◆ **AVAILABLE DATA**:

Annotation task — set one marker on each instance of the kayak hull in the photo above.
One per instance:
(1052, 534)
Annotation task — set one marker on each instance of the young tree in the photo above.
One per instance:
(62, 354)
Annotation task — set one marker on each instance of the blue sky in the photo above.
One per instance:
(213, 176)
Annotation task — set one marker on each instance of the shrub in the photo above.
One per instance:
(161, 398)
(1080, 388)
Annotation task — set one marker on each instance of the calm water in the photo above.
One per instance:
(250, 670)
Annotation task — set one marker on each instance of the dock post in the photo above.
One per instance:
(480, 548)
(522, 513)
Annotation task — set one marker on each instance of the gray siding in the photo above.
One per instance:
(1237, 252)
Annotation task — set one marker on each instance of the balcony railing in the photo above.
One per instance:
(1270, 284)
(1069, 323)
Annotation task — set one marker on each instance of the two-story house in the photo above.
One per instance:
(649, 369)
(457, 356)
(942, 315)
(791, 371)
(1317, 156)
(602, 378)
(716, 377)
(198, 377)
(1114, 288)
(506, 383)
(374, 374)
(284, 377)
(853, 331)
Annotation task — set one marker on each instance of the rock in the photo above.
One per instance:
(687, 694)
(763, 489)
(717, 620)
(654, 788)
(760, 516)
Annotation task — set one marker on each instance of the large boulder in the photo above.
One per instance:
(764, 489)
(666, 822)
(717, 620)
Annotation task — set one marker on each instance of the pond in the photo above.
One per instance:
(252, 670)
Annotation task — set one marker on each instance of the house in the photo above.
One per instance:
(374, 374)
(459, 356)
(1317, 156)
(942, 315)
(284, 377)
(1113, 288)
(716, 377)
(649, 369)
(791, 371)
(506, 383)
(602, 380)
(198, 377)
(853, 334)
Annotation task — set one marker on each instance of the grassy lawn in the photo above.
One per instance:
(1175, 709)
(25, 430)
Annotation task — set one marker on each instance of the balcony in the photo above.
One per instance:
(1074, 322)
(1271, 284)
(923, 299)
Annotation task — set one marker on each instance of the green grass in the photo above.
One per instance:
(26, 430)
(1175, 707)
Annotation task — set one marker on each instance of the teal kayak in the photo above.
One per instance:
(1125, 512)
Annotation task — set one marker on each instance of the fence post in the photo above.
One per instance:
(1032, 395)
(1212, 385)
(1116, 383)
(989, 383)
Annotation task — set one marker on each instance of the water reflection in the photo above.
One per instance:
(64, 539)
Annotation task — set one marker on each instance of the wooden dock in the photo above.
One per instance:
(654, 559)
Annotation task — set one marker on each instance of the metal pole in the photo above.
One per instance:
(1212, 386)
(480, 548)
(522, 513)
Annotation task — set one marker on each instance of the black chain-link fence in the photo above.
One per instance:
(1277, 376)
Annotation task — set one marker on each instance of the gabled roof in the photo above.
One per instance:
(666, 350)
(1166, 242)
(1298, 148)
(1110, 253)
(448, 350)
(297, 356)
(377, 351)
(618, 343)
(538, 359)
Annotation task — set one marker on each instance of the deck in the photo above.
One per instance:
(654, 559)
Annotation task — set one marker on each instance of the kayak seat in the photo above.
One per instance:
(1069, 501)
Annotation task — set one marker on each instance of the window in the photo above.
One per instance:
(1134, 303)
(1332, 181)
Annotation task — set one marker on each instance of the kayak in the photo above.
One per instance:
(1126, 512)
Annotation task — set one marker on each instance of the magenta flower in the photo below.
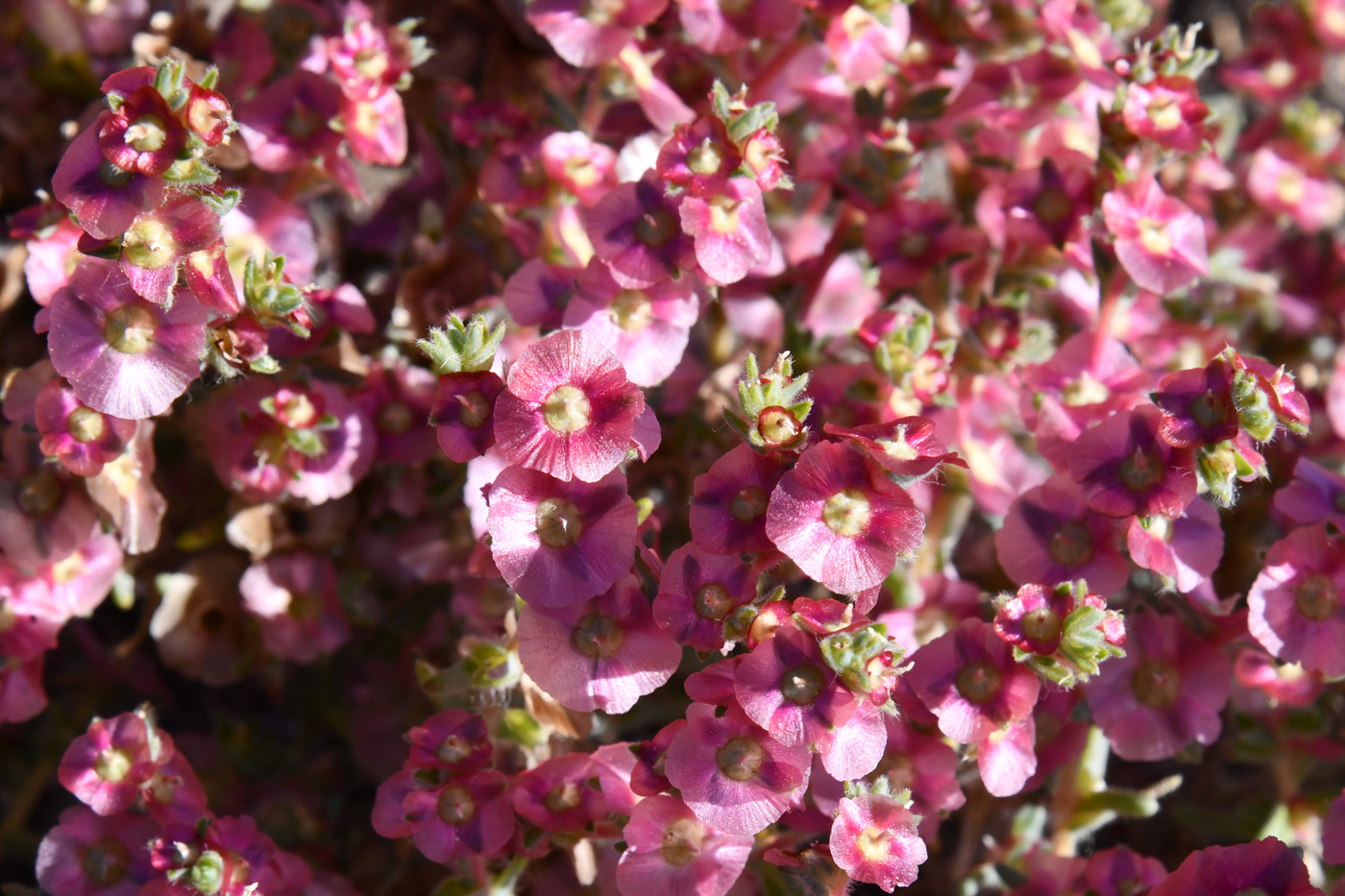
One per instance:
(874, 841)
(558, 543)
(568, 409)
(74, 433)
(841, 520)
(555, 794)
(1127, 470)
(1160, 240)
(1260, 866)
(123, 355)
(604, 653)
(87, 855)
(648, 329)
(1052, 534)
(968, 678)
(1186, 549)
(293, 599)
(107, 765)
(697, 593)
(1197, 405)
(636, 230)
(907, 448)
(588, 34)
(1314, 496)
(670, 852)
(729, 229)
(786, 687)
(732, 774)
(467, 815)
(1295, 601)
(103, 197)
(729, 509)
(1166, 690)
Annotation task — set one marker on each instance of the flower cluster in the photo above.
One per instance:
(672, 448)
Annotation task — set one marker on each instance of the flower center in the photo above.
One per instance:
(150, 245)
(474, 409)
(1041, 624)
(454, 806)
(147, 133)
(394, 417)
(777, 426)
(1163, 111)
(562, 798)
(598, 637)
(1071, 545)
(712, 601)
(1153, 237)
(874, 844)
(631, 309)
(1317, 597)
(1156, 684)
(1085, 390)
(705, 159)
(558, 522)
(750, 502)
(37, 493)
(802, 685)
(682, 841)
(1140, 472)
(130, 329)
(740, 759)
(105, 861)
(85, 424)
(723, 214)
(846, 513)
(978, 682)
(567, 409)
(111, 764)
(655, 228)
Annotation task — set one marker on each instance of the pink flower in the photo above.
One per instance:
(1166, 690)
(732, 774)
(104, 198)
(636, 230)
(1051, 534)
(568, 408)
(121, 354)
(1314, 496)
(464, 413)
(1127, 470)
(786, 687)
(1166, 110)
(648, 328)
(604, 653)
(1263, 865)
(729, 228)
(967, 677)
(87, 855)
(560, 543)
(466, 815)
(1295, 601)
(670, 852)
(293, 597)
(874, 839)
(107, 765)
(729, 509)
(555, 794)
(1186, 549)
(1160, 240)
(841, 520)
(697, 593)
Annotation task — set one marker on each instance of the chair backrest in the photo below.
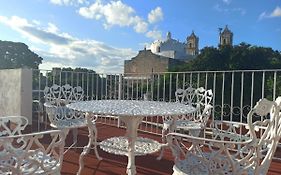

◆ **PROBLEM**: Write down exactly the span of lines above from the one containing "the kayak in the photo above." to the one containing "flower in the photo below.", both ends included.

◆ **ANSWER AREA**:
Annotation task — set one marker on each instance of the kayak in the photo above.
One per instance:
(1126, 512)
Annotation task — set one marker on each instance of the magenta flower in the photo below.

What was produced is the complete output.